Задание: Замени «wetsuit» на «diving suit» в части, которая начинается со строки, где есть «Where can the blue pool», и заканчивается строкой, где есть «Where can the trainer in», включая обе эти строки. Выведи только эту часть, больше ничего в ней не меняя.

◆ ◆ ◆ ◆ ◆ ◆ ◆

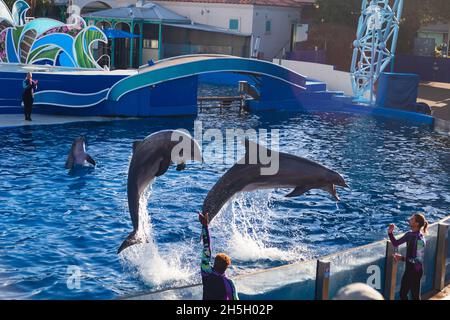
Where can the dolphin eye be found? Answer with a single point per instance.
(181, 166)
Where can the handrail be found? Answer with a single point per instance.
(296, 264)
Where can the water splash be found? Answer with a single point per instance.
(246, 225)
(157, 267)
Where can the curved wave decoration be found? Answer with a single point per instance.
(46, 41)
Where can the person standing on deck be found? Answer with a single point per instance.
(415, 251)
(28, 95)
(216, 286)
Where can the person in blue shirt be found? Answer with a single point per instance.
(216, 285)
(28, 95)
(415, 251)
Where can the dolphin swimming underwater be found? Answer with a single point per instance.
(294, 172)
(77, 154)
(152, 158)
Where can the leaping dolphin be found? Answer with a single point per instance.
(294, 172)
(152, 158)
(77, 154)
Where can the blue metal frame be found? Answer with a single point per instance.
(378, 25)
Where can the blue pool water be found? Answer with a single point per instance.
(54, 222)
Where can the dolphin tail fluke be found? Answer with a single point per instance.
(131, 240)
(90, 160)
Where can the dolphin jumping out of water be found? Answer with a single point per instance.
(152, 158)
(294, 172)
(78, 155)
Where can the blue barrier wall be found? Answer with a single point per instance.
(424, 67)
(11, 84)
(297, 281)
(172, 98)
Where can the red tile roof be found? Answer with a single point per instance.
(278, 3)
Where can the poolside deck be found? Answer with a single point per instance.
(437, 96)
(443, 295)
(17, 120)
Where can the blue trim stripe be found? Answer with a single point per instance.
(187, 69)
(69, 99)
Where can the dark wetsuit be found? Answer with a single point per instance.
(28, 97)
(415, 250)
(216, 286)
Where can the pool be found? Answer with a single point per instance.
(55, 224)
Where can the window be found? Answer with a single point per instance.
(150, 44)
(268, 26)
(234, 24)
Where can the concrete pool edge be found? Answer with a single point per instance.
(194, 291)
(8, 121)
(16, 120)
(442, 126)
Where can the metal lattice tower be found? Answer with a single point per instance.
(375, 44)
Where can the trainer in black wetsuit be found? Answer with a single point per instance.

◆ ◆ ◆ ◆ ◆ ◆ ◆

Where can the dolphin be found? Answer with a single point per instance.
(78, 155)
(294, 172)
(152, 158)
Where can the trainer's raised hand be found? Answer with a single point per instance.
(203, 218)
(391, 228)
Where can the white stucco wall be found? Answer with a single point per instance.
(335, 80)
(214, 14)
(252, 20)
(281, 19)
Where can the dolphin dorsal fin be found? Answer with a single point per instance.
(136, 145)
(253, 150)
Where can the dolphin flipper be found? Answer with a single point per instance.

◆ ◆ ◆ ◆ ◆ ◆ ◆

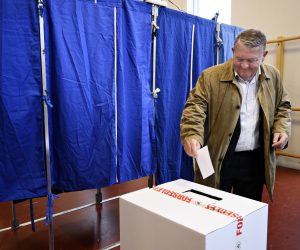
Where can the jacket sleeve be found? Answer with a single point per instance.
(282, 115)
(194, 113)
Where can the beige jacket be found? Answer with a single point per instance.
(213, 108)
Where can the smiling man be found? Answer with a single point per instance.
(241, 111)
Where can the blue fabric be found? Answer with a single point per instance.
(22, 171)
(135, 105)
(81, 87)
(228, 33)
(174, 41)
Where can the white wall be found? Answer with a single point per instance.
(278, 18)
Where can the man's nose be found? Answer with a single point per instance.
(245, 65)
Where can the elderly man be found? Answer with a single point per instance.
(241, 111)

◆ ◆ ◆ ◆ ◆ ◆ ◆

Ответ:
Where can the blue pool water be found? Answer with a single point per instance.
(54, 222)
Where can the dolphin tail fluke be found? Answer with a single point per instance.
(131, 240)
(90, 160)
Where can the dolphin jumping out of water be found? Answer with a single point per instance.
(152, 158)
(294, 172)
(78, 155)
Where can the blue barrier wall be found? Answer with a single point per instance.
(424, 67)
(11, 84)
(297, 281)
(172, 98)
Where can the red tile roof be found? Answer with a single point per instance.
(278, 3)
Where can the poolside deck be found? Answer with a single point per instance.
(437, 96)
(443, 295)
(17, 120)
Where can the blue trim stripe be found? Answer with a single point per instance.
(187, 69)
(69, 99)
Where can the dark diving suit be found? Answer with a single point per instance.
(28, 97)
(415, 250)
(216, 286)
Where can the pool be found? Answer with a single point per instance.
(55, 224)
Where can the window be found? Answer with a single point per instance.
(150, 44)
(268, 26)
(234, 24)
Where can the concrete pool edge be found? Answer with a single point per instance.
(194, 291)
(8, 121)
(16, 120)
(442, 126)
Where can the metal lattice tower be found? Answer with a single point per instance.
(375, 44)
Where can the trainer in black diving suit be found? Answer with a single point per instance.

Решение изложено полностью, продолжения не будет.